- [Work required]: Begin at the line below that contains "Detect the football sock". Repeat it and all remaining lines of the records exactly.

- [Input records]:
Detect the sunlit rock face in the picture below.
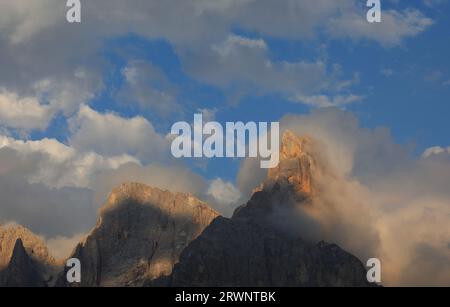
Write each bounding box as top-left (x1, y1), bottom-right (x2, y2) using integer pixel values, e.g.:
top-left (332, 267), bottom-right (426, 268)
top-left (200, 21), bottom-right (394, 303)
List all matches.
top-left (58, 183), bottom-right (218, 286)
top-left (264, 131), bottom-right (315, 194)
top-left (166, 131), bottom-right (371, 287)
top-left (233, 130), bottom-right (319, 224)
top-left (0, 224), bottom-right (60, 287)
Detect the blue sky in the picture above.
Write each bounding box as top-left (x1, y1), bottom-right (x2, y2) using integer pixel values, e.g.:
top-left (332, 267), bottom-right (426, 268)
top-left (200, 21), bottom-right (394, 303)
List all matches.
top-left (25, 1), bottom-right (450, 180)
top-left (0, 0), bottom-right (450, 238)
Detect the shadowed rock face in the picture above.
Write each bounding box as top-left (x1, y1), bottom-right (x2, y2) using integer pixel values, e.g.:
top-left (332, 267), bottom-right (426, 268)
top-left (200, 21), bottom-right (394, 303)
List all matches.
top-left (163, 217), bottom-right (369, 287)
top-left (58, 183), bottom-right (218, 286)
top-left (163, 132), bottom-right (370, 287)
top-left (3, 239), bottom-right (47, 287)
top-left (0, 225), bottom-right (59, 287)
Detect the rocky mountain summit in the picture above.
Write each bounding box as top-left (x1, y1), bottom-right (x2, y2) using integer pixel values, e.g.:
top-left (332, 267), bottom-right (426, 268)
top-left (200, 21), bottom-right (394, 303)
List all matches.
top-left (165, 131), bottom-right (370, 287)
top-left (58, 183), bottom-right (219, 286)
top-left (0, 131), bottom-right (370, 287)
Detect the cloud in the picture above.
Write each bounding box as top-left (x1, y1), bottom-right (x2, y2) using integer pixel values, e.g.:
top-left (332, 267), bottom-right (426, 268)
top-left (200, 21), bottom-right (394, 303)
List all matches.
top-left (69, 105), bottom-right (168, 163)
top-left (295, 94), bottom-right (364, 108)
top-left (238, 109), bottom-right (450, 286)
top-left (207, 178), bottom-right (241, 206)
top-left (119, 60), bottom-right (182, 117)
top-left (0, 90), bottom-right (53, 131)
top-left (422, 146), bottom-right (450, 158)
top-left (46, 234), bottom-right (86, 259)
top-left (0, 0), bottom-right (432, 129)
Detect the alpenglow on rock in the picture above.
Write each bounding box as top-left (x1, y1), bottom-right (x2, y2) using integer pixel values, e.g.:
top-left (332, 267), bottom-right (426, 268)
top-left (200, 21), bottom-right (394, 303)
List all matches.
top-left (161, 131), bottom-right (371, 287)
top-left (58, 183), bottom-right (218, 286)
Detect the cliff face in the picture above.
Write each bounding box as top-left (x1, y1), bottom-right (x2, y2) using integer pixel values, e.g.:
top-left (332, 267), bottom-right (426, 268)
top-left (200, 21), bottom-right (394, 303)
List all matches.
top-left (0, 132), bottom-right (376, 287)
top-left (58, 183), bottom-right (218, 286)
top-left (167, 132), bottom-right (369, 287)
top-left (0, 225), bottom-right (59, 287)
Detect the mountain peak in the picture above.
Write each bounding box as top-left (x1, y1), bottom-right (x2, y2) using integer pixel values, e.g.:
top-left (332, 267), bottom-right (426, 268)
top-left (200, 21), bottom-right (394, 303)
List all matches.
top-left (262, 130), bottom-right (315, 195)
top-left (58, 183), bottom-right (219, 286)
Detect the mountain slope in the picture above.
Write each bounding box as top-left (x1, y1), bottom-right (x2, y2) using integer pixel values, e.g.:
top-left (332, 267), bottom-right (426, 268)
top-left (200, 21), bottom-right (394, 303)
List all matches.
top-left (0, 225), bottom-right (59, 287)
top-left (58, 183), bottom-right (218, 286)
top-left (163, 132), bottom-right (370, 287)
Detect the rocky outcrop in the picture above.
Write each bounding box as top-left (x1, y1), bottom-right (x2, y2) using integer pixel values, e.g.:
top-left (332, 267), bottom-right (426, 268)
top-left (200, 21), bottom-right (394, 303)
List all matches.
top-left (0, 225), bottom-right (59, 287)
top-left (58, 183), bottom-right (218, 286)
top-left (3, 239), bottom-right (47, 287)
top-left (166, 217), bottom-right (369, 287)
top-left (163, 131), bottom-right (370, 287)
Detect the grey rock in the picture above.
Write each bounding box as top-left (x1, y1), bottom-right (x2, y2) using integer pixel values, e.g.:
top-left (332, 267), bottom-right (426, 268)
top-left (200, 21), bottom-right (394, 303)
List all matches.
top-left (57, 183), bottom-right (218, 286)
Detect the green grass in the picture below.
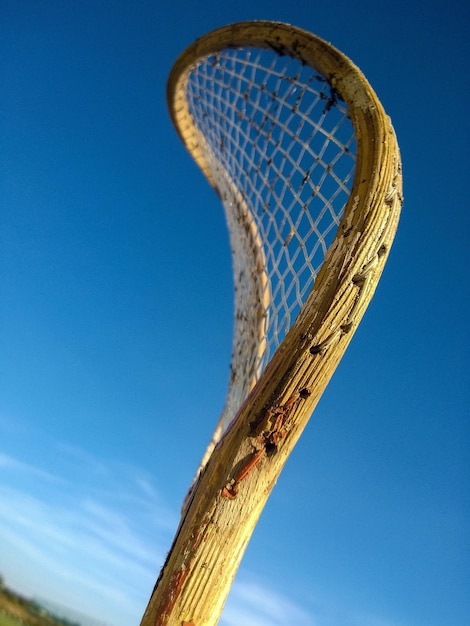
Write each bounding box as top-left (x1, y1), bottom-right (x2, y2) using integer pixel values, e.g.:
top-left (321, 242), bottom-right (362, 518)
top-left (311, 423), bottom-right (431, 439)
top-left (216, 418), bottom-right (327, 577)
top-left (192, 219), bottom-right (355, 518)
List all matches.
top-left (0, 613), bottom-right (22, 626)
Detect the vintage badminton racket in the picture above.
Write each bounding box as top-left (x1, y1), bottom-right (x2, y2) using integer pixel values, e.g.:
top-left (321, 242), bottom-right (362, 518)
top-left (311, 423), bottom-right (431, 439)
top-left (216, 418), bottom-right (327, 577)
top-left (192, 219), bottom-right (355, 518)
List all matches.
top-left (142, 22), bottom-right (402, 626)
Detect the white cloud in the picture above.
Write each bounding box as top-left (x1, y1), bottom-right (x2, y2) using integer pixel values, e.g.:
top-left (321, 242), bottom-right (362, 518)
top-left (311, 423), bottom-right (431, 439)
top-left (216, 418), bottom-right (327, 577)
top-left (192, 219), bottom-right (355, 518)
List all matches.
top-left (220, 579), bottom-right (317, 626)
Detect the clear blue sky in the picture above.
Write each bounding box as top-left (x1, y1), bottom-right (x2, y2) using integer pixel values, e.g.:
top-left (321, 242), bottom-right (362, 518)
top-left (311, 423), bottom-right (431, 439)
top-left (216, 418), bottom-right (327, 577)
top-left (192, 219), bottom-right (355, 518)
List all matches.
top-left (0, 0), bottom-right (470, 626)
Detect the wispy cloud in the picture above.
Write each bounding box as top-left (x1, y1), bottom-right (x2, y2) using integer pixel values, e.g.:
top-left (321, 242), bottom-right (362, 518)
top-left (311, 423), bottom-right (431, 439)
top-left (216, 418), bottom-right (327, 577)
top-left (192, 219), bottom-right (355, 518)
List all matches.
top-left (0, 420), bottom-right (399, 626)
top-left (220, 579), bottom-right (317, 626)
top-left (0, 434), bottom-right (178, 626)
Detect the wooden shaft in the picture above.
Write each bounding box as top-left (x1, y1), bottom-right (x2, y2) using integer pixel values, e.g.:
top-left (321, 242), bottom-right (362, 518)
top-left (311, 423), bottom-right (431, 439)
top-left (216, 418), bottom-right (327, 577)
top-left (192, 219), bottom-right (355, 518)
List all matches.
top-left (141, 23), bottom-right (402, 626)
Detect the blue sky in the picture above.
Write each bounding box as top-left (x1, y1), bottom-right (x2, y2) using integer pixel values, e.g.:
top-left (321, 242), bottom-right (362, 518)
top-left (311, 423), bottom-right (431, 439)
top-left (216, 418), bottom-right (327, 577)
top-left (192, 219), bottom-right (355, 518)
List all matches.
top-left (0, 0), bottom-right (470, 626)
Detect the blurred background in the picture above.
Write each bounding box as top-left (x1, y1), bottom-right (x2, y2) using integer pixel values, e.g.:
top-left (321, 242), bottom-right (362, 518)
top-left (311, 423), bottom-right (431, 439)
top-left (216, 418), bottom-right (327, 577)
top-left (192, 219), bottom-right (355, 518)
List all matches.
top-left (0, 0), bottom-right (470, 626)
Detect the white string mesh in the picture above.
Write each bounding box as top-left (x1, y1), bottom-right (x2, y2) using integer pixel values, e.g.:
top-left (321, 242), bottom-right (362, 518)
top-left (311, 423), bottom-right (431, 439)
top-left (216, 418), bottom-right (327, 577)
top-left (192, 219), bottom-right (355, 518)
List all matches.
top-left (186, 48), bottom-right (356, 438)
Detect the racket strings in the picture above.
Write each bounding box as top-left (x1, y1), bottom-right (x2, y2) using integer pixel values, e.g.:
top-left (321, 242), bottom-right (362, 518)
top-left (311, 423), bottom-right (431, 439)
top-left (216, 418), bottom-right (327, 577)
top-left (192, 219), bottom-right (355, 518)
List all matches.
top-left (187, 48), bottom-right (356, 434)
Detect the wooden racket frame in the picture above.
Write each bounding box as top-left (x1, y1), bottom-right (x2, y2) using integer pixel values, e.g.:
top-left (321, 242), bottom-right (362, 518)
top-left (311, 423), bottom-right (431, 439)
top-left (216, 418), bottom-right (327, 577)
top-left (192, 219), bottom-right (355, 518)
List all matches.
top-left (141, 21), bottom-right (402, 626)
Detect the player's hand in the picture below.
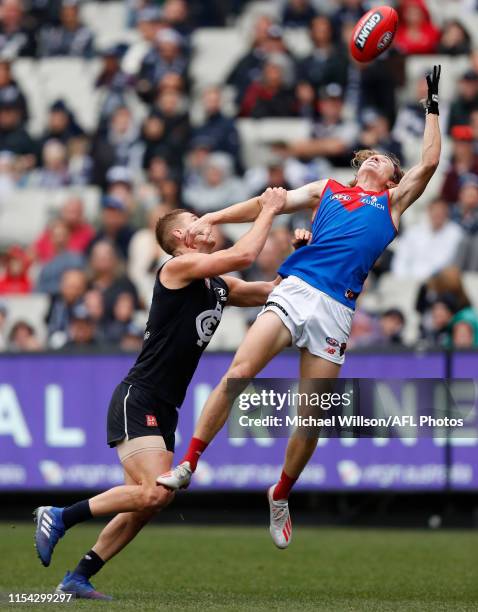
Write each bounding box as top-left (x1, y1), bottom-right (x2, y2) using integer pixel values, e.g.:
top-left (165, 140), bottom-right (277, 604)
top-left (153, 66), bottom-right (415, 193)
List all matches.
top-left (184, 215), bottom-right (212, 248)
top-left (292, 228), bottom-right (312, 250)
top-left (260, 187), bottom-right (287, 215)
top-left (425, 65), bottom-right (441, 115)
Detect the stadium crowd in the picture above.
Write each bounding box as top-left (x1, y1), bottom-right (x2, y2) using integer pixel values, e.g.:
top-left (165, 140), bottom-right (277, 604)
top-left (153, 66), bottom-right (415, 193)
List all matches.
top-left (0, 0), bottom-right (478, 351)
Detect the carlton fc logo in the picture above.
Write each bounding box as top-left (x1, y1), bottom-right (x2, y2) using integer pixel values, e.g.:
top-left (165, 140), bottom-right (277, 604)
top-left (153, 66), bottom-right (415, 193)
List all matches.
top-left (196, 302), bottom-right (222, 346)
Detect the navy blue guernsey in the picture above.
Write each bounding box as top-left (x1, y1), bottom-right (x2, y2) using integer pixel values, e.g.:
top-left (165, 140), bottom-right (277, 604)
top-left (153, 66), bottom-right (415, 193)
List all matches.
top-left (124, 272), bottom-right (229, 407)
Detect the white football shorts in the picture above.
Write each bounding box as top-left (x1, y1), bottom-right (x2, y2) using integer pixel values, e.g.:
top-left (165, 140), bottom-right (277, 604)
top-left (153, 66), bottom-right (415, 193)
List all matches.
top-left (259, 276), bottom-right (354, 365)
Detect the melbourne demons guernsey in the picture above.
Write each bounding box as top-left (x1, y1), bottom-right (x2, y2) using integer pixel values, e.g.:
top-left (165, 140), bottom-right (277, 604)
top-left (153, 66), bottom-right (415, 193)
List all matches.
top-left (279, 180), bottom-right (397, 308)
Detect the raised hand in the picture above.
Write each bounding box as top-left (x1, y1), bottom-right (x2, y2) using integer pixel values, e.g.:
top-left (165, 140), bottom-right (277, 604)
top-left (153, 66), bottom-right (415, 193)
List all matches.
top-left (425, 65), bottom-right (441, 115)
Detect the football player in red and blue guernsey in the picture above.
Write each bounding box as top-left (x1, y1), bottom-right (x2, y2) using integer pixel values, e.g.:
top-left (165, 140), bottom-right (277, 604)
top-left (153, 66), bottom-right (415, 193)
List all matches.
top-left (157, 66), bottom-right (441, 548)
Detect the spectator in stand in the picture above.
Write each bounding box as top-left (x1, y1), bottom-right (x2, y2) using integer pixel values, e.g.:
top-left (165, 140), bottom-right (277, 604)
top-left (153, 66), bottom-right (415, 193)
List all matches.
top-left (141, 110), bottom-right (168, 169)
top-left (451, 174), bottom-right (478, 234)
top-left (450, 307), bottom-right (478, 349)
top-left (226, 15), bottom-right (292, 104)
top-left (0, 151), bottom-right (16, 206)
top-left (46, 269), bottom-right (87, 348)
top-left (299, 15), bottom-right (348, 90)
top-left (183, 153), bottom-right (247, 214)
top-left (416, 266), bottom-right (471, 333)
top-left (288, 83), bottom-right (358, 166)
top-left (91, 106), bottom-right (143, 187)
top-left (437, 19), bottom-right (471, 56)
top-left (239, 55), bottom-right (297, 119)
top-left (136, 28), bottom-right (188, 103)
top-left (34, 196), bottom-right (95, 263)
top-left (90, 240), bottom-right (138, 324)
top-left (420, 294), bottom-right (457, 348)
top-left (282, 0), bottom-right (317, 28)
top-left (36, 218), bottom-right (85, 295)
top-left (395, 0), bottom-right (440, 55)
top-left (448, 70), bottom-right (478, 136)
top-left (244, 159), bottom-right (293, 197)
top-left (64, 304), bottom-right (98, 351)
top-left (128, 204), bottom-right (171, 304)
top-left (40, 100), bottom-right (84, 148)
top-left (192, 87), bottom-right (241, 170)
top-left (120, 323), bottom-right (144, 353)
top-left (0, 56), bottom-right (28, 121)
top-left (27, 140), bottom-right (72, 189)
top-left (441, 125), bottom-right (478, 204)
top-left (392, 77), bottom-right (427, 145)
top-left (161, 0), bottom-right (193, 41)
top-left (392, 199), bottom-right (463, 280)
top-left (0, 302), bottom-right (8, 352)
top-left (90, 195), bottom-right (134, 260)
top-left (0, 246), bottom-right (32, 295)
top-left (95, 43), bottom-right (136, 131)
top-left (0, 92), bottom-right (36, 164)
top-left (105, 292), bottom-right (135, 345)
top-left (374, 308), bottom-right (405, 347)
top-left (0, 0), bottom-right (36, 58)
top-left (154, 89), bottom-right (191, 170)
top-left (38, 0), bottom-right (94, 59)
top-left (122, 6), bottom-right (166, 75)
top-left (8, 321), bottom-right (42, 352)
top-left (356, 110), bottom-right (404, 163)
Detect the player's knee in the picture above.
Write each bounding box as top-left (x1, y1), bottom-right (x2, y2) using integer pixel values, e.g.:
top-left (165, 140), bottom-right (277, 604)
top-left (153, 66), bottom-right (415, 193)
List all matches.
top-left (226, 361), bottom-right (256, 378)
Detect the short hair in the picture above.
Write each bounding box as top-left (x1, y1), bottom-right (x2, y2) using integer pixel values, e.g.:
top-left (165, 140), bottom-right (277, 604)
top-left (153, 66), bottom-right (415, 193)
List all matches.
top-left (350, 149), bottom-right (405, 187)
top-left (155, 208), bottom-right (189, 255)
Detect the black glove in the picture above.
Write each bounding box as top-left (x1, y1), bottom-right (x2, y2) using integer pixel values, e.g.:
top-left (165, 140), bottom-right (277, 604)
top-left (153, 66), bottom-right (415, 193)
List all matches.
top-left (425, 66), bottom-right (441, 115)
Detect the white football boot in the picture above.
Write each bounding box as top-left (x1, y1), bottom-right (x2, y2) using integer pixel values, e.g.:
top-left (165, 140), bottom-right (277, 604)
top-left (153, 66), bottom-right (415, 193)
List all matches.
top-left (156, 461), bottom-right (193, 491)
top-left (267, 485), bottom-right (292, 548)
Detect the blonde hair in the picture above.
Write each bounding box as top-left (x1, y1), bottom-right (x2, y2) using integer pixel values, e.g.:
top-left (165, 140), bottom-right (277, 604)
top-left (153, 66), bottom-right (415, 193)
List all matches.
top-left (350, 149), bottom-right (404, 187)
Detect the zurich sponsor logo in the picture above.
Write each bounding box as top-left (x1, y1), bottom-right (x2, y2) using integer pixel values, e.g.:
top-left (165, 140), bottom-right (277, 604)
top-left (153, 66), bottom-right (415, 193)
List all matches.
top-left (332, 193), bottom-right (352, 202)
top-left (360, 194), bottom-right (385, 210)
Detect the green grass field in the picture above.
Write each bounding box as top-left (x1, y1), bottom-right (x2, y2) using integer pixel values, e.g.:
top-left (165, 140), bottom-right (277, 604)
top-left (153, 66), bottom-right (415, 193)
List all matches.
top-left (0, 524), bottom-right (478, 612)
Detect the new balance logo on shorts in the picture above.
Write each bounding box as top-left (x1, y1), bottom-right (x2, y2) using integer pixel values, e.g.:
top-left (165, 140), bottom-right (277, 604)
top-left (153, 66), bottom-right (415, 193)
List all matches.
top-left (264, 302), bottom-right (289, 317)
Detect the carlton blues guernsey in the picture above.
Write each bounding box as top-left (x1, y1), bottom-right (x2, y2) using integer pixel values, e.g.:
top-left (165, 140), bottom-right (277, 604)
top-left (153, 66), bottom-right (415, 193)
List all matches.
top-left (279, 180), bottom-right (397, 309)
top-left (108, 264), bottom-right (229, 450)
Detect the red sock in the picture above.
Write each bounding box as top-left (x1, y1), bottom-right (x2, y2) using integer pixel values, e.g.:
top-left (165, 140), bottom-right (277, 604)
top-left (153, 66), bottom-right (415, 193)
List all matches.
top-left (272, 470), bottom-right (297, 501)
top-left (181, 438), bottom-right (209, 472)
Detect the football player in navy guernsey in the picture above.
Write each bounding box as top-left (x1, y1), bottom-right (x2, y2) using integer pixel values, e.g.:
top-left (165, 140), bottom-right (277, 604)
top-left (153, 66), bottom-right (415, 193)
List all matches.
top-left (35, 188), bottom-right (286, 600)
top-left (158, 66), bottom-right (441, 548)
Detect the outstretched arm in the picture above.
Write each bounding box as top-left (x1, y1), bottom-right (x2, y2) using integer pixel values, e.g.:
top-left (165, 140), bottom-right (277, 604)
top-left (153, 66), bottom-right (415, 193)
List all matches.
top-left (181, 180), bottom-right (327, 247)
top-left (390, 66), bottom-right (441, 221)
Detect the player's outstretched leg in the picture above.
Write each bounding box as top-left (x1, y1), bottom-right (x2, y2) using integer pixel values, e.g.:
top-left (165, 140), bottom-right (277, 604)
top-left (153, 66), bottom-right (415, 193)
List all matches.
top-left (156, 312), bottom-right (291, 490)
top-left (56, 451), bottom-right (174, 601)
top-left (267, 349), bottom-right (340, 548)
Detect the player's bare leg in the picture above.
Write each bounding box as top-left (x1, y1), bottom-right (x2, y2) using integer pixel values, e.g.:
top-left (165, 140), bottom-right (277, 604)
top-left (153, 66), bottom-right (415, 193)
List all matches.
top-left (57, 451), bottom-right (174, 599)
top-left (157, 311), bottom-right (291, 489)
top-left (267, 349), bottom-right (340, 548)
top-left (93, 451), bottom-right (174, 561)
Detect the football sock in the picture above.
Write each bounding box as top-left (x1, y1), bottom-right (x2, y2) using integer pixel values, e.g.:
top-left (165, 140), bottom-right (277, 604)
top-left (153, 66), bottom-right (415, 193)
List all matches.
top-left (74, 550), bottom-right (105, 580)
top-left (272, 470), bottom-right (297, 501)
top-left (62, 499), bottom-right (93, 529)
top-left (181, 438), bottom-right (209, 472)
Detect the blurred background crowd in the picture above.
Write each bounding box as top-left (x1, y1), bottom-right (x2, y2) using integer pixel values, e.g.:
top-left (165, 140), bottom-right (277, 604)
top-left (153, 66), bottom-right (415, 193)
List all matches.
top-left (0, 0), bottom-right (478, 351)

- [Right answer]:
Detect the football sock in the picture above.
Write each bounding box as top-left (x1, y1), bottom-right (x2, y2) using integer pixel values, e.g.:
top-left (165, 140), bottom-right (277, 604)
top-left (153, 66), bottom-right (415, 193)
List all matches.
top-left (74, 550), bottom-right (105, 580)
top-left (272, 470), bottom-right (297, 501)
top-left (62, 499), bottom-right (93, 529)
top-left (181, 438), bottom-right (209, 472)
Detect the blurred background crowd in the picture above.
Write each bounding box as top-left (x1, y1), bottom-right (x2, y2) using integer pixel values, e.g.:
top-left (165, 140), bottom-right (277, 604)
top-left (153, 66), bottom-right (415, 193)
List all matches.
top-left (0, 0), bottom-right (478, 351)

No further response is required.